↓↓↓

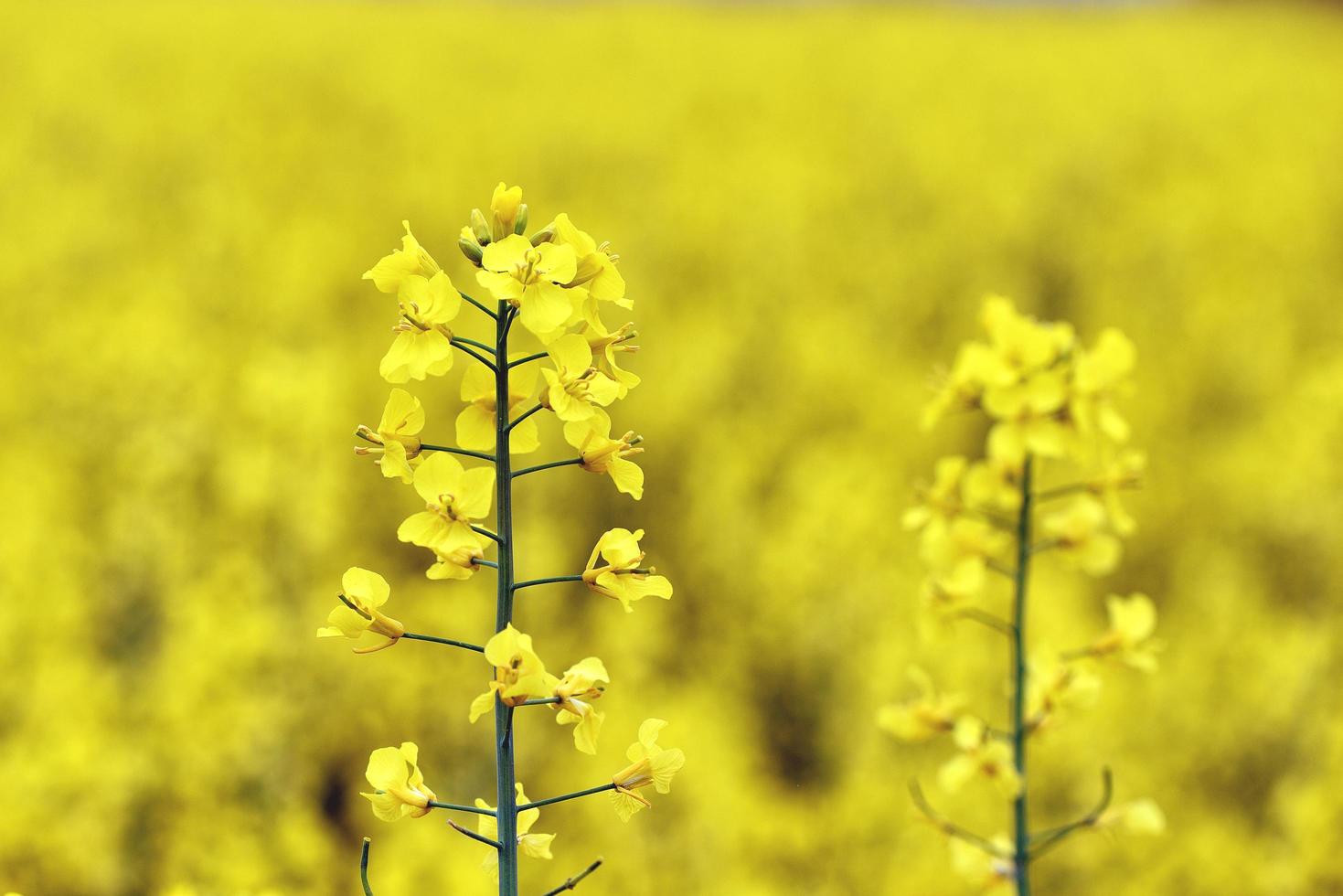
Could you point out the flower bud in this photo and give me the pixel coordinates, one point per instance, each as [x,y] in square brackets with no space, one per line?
[472,251]
[480,228]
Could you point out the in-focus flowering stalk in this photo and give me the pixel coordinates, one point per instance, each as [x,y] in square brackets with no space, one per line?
[1050,400]
[555,283]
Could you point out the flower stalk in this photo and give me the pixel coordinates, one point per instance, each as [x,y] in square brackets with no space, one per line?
[555,285]
[1021,581]
[1048,398]
[506,776]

↑↑↑

- _Work to complete_: Rewrite everything from the line containing "Could you point out the in-focus" down to the end of the records, replacing "stalk" with "stem" and leaving all else unchanged.

- _Answer_:
Could you point out the in-focus flowering stem in this photo and give me the pixel coordinates, one point per instance, each as [x,y] in square brackets with no space, one per line?
[1050,400]
[555,283]
Could you point out the flower stem in this photo and give me the pixel coordinates, one point per instance, each as [x,y] in square brackets with no space, one per line?
[555,285]
[1021,581]
[1048,398]
[506,776]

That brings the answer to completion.